Material for this task |
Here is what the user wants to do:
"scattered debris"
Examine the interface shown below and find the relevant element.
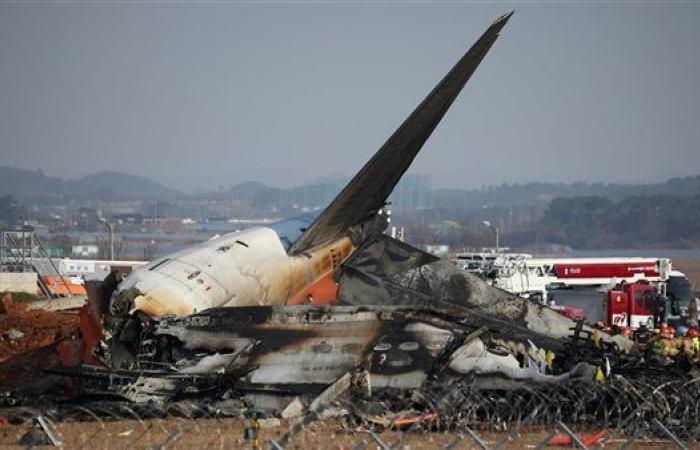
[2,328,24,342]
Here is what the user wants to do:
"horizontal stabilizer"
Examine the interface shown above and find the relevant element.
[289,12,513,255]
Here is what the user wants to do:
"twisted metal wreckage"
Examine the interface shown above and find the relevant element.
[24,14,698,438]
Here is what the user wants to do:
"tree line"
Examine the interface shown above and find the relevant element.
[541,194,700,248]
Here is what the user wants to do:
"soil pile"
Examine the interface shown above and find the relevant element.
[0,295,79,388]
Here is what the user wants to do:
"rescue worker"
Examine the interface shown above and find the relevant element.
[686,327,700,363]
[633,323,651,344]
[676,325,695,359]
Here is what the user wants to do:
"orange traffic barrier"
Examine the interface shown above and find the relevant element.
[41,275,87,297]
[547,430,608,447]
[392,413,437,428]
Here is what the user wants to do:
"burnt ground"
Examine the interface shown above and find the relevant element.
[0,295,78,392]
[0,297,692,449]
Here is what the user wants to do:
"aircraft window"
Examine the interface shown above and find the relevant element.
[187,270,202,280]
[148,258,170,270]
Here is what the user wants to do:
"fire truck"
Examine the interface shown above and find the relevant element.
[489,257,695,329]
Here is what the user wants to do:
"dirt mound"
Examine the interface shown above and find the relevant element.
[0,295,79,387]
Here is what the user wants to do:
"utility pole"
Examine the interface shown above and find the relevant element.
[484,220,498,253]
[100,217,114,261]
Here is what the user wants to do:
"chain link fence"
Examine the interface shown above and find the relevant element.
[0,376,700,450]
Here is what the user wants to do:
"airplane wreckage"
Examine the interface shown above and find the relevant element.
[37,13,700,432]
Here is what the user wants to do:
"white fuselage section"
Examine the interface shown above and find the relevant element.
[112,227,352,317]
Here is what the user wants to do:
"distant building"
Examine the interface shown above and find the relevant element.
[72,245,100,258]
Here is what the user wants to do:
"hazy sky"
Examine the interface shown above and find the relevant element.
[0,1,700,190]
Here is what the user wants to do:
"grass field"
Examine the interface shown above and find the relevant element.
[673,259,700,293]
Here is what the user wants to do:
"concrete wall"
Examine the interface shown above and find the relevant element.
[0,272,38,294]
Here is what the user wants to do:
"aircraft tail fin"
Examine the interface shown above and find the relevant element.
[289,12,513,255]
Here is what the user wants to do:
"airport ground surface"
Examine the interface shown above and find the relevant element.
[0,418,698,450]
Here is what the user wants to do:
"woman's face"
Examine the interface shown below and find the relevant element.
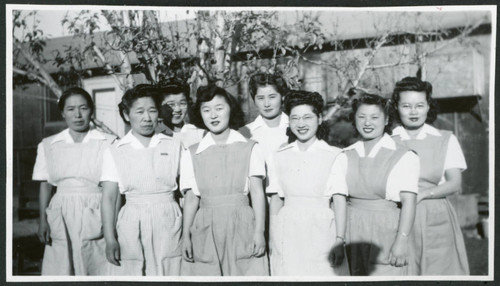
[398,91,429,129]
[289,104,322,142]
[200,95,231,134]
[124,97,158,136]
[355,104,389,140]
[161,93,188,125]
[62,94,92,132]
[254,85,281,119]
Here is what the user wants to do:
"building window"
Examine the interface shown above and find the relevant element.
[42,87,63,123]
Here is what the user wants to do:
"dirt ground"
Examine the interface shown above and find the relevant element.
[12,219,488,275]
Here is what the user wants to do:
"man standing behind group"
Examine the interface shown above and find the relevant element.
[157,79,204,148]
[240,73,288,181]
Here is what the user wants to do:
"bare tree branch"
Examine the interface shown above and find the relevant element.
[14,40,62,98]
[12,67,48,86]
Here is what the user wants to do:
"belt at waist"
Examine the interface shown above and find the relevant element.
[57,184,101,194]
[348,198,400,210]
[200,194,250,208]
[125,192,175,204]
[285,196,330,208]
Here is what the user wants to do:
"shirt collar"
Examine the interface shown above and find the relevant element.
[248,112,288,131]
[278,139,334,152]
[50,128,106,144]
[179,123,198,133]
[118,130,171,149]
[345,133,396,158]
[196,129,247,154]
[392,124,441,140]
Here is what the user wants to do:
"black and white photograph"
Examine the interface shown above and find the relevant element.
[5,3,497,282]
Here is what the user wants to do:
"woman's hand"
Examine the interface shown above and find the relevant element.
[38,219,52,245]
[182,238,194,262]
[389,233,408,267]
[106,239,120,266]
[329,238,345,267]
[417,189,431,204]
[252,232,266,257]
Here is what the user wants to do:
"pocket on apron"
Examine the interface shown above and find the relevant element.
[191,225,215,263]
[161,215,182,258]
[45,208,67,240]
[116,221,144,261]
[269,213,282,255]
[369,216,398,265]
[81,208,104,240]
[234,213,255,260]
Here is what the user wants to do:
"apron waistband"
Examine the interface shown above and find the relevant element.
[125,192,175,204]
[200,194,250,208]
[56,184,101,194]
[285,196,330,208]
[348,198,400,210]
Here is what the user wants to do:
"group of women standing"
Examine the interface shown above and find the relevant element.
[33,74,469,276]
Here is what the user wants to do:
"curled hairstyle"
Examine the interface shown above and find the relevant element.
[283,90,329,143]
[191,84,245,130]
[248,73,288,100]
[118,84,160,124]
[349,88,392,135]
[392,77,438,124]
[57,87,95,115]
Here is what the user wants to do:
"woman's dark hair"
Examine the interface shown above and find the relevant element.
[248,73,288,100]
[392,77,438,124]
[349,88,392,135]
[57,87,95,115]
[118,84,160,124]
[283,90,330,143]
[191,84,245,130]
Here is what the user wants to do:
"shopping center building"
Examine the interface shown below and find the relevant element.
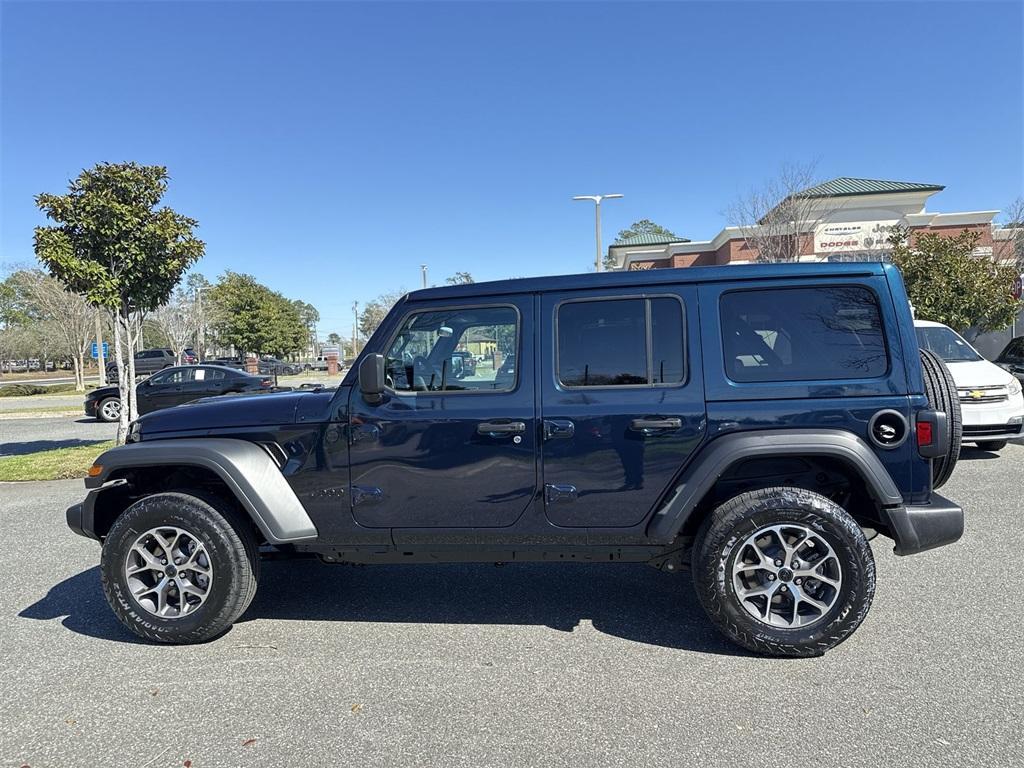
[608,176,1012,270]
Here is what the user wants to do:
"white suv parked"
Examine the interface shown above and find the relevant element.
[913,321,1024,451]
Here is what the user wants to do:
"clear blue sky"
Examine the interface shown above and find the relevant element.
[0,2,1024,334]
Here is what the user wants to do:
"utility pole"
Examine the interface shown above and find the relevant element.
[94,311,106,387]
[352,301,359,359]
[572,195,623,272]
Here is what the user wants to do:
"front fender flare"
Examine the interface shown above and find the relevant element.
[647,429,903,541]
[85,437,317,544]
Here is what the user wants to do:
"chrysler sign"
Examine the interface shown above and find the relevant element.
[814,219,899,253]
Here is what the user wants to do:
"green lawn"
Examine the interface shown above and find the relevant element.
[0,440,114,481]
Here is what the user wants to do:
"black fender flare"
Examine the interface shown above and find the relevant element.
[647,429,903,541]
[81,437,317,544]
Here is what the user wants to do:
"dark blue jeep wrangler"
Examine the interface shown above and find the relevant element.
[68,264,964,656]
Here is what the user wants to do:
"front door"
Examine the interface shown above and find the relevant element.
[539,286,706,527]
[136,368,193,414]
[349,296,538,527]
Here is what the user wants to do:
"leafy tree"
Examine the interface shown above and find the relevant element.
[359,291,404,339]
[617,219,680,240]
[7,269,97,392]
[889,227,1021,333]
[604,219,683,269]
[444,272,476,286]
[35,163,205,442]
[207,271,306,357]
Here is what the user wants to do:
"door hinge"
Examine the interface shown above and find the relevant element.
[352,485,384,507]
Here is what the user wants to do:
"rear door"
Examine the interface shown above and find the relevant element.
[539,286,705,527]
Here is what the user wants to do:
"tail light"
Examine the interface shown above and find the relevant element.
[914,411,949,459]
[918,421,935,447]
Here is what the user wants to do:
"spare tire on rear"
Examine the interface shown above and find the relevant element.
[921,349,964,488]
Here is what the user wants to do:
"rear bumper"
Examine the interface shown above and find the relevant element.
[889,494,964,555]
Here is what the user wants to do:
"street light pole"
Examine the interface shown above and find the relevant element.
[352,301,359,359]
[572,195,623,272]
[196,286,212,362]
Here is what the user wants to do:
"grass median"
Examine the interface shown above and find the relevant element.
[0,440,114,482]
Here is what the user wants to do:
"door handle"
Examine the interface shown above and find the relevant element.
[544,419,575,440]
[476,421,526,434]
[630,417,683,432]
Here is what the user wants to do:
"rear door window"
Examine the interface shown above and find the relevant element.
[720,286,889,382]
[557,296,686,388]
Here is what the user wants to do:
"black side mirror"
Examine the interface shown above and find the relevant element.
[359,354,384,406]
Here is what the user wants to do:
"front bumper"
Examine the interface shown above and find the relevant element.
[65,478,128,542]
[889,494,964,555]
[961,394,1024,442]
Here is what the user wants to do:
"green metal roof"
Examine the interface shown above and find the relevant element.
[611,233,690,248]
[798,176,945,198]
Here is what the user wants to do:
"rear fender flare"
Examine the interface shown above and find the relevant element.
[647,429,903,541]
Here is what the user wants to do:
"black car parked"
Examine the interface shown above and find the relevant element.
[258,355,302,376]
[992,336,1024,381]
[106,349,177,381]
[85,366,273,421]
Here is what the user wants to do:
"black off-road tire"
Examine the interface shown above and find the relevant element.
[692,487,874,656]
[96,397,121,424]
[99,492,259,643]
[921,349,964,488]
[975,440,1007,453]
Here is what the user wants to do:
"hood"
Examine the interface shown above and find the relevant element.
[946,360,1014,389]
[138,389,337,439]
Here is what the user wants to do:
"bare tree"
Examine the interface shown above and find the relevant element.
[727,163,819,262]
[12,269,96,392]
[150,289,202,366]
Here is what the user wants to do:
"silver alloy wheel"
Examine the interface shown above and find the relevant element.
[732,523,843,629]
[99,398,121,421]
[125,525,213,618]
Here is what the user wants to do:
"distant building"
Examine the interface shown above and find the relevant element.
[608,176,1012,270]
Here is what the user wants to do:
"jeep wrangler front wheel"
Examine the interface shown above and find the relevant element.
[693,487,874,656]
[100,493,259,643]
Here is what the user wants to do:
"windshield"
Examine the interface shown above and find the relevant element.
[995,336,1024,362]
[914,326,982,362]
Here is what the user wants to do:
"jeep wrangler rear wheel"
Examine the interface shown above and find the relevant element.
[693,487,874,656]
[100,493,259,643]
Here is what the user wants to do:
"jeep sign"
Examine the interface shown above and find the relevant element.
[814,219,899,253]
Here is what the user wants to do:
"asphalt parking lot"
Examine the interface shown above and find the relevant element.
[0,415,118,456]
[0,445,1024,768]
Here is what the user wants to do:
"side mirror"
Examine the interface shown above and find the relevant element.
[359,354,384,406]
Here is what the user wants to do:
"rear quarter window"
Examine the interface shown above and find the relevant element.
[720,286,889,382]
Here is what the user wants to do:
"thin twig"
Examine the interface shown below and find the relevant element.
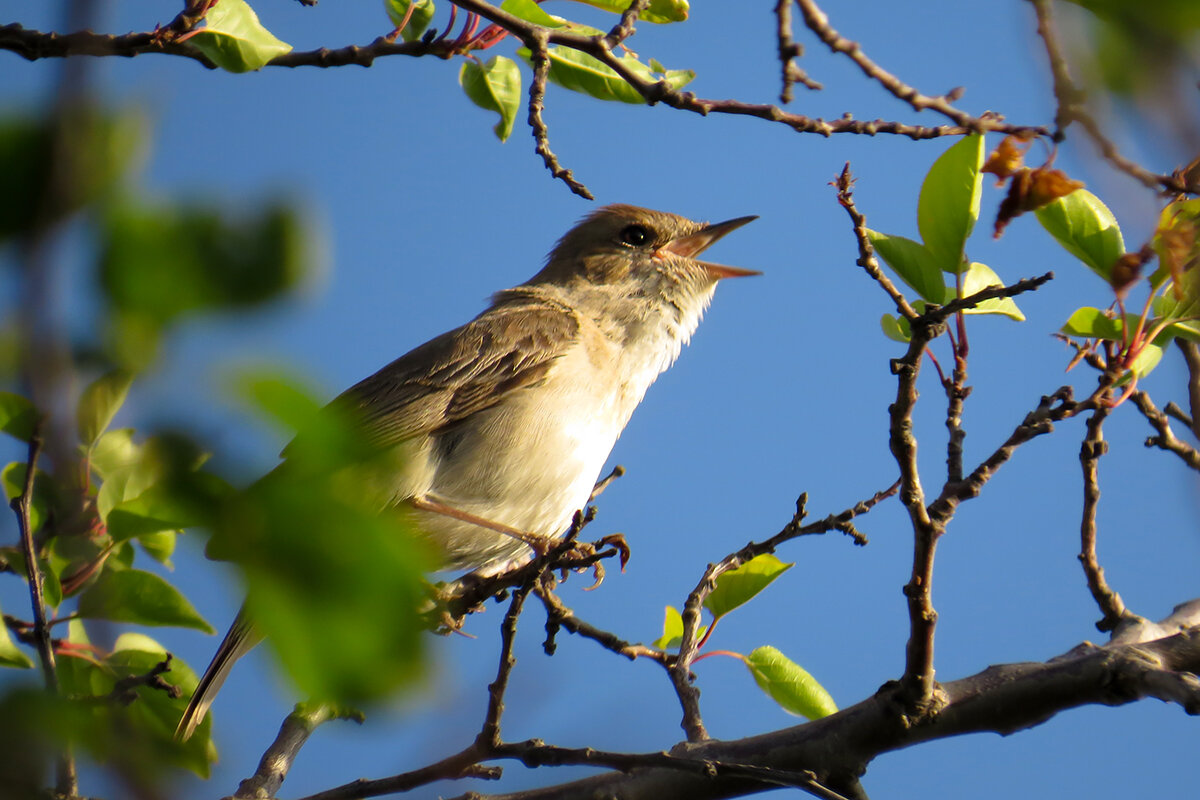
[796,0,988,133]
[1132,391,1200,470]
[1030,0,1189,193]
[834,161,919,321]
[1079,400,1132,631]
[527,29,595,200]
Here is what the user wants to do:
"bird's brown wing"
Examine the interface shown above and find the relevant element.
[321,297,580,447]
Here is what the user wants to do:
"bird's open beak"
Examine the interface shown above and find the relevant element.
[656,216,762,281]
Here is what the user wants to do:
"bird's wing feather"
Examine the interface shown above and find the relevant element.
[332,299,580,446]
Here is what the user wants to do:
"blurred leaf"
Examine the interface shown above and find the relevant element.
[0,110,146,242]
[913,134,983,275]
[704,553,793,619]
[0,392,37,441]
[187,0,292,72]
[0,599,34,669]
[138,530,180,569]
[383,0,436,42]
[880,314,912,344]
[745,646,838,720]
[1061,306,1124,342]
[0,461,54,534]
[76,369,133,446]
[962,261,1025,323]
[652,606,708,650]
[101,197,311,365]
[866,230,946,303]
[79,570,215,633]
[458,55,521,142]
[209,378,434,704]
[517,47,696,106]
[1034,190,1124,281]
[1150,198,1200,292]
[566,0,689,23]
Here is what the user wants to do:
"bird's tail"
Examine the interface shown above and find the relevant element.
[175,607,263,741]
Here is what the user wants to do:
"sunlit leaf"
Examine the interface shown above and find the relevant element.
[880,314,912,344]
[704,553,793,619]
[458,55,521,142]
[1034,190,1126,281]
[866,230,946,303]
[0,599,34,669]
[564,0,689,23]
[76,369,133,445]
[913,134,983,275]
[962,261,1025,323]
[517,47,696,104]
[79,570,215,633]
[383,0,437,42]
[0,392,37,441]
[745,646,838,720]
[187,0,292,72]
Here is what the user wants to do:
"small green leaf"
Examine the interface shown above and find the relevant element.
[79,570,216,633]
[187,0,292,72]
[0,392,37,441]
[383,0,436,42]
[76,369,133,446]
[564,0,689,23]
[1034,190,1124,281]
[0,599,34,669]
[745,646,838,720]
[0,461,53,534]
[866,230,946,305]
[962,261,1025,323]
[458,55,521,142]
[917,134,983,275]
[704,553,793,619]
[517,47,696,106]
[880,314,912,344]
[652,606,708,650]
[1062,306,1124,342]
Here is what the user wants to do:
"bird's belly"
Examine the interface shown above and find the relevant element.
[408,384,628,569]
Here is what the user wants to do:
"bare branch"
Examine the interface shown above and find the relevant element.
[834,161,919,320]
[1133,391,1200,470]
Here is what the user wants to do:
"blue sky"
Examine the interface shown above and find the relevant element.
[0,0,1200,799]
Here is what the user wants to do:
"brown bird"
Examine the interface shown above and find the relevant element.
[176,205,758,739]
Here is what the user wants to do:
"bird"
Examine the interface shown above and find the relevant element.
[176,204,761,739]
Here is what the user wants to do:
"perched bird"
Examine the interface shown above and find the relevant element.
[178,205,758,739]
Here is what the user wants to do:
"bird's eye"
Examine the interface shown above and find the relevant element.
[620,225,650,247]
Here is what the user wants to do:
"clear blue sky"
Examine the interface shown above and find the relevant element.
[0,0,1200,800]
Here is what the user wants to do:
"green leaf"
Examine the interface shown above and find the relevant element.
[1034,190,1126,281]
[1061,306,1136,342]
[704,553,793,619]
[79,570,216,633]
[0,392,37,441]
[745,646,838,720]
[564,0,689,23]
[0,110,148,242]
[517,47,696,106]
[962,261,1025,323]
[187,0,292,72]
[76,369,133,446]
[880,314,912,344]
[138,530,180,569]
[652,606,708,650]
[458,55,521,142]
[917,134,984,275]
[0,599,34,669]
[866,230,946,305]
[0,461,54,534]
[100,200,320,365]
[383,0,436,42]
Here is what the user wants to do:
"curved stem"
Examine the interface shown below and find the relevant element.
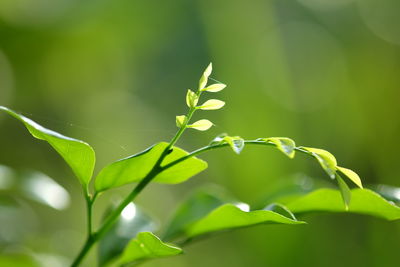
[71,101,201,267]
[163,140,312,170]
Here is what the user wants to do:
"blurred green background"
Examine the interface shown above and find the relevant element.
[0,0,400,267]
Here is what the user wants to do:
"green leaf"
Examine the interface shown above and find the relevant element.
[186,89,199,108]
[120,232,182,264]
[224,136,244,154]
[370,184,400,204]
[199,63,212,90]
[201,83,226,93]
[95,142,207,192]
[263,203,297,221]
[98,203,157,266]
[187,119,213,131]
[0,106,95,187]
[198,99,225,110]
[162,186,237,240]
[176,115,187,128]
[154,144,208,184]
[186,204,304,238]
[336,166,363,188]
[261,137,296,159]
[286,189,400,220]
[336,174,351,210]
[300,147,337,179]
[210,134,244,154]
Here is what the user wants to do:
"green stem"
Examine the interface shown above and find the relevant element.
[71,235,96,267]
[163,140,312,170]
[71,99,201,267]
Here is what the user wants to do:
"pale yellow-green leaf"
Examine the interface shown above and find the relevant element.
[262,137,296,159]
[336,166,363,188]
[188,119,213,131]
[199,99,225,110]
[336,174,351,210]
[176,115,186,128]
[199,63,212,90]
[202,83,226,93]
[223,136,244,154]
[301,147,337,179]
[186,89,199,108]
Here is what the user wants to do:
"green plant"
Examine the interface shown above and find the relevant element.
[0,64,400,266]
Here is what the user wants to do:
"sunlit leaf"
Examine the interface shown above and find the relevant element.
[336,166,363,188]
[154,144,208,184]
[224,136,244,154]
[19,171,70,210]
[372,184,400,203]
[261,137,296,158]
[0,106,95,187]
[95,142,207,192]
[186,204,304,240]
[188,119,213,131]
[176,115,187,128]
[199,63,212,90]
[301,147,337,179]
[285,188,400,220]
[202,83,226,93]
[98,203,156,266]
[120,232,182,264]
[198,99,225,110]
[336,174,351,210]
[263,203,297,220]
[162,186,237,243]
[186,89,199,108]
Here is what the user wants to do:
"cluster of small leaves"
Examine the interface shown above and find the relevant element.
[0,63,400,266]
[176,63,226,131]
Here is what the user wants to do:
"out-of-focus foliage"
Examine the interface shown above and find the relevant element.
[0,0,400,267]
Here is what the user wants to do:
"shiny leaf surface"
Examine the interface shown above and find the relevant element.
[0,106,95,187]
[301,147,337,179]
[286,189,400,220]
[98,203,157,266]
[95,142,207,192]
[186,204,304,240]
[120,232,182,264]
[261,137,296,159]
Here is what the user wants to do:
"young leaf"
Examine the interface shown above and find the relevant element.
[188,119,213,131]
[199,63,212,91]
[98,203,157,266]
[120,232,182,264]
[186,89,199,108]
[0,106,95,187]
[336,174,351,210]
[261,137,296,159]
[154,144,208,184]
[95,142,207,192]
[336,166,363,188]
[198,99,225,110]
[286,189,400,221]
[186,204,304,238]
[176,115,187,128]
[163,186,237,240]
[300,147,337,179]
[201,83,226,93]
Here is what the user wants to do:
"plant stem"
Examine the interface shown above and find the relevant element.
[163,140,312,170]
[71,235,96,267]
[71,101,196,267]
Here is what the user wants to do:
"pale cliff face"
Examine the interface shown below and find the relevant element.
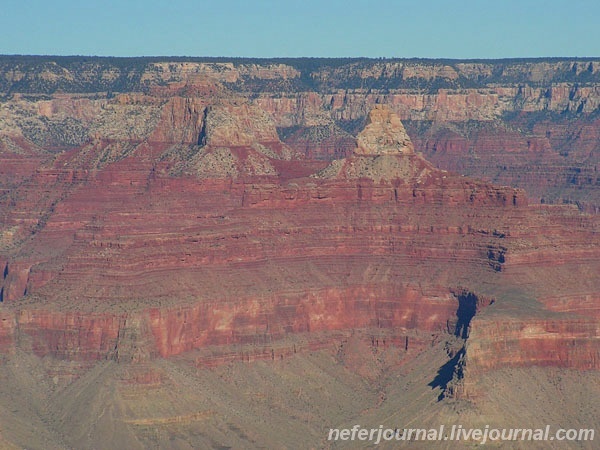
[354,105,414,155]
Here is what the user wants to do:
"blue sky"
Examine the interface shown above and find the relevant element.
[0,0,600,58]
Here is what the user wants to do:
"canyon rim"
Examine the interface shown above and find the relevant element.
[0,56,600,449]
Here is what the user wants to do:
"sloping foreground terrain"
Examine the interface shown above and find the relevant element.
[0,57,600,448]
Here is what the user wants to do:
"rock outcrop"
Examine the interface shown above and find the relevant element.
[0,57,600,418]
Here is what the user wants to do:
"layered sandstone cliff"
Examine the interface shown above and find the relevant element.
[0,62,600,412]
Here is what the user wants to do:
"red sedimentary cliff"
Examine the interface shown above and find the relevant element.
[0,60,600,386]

Task to carry out | Reproduce the listing above from its start down through the line containing "[541,194,700,248]", putting "screen" wherever "interface" appears and keeping everything else the same. Omit the picture.

Answer to the exercise |
Here is what the user wants to do:
"scattered debris"
Examine the screen shown below and find the relevant element.
[2,328,24,342]
Here is what the user wants to do:
"horizontal stabilizer"
Examine the screen shown above and find the relevant element.
[289,12,513,255]
Here is what the user wants to do:
"twisted metal wreckage"
Examine the screen shown above and find the relevant element.
[24,14,698,438]
Here is what the user wants to do:
"tree line"
Examine the screen shown above and find the relevant element.
[541,194,700,248]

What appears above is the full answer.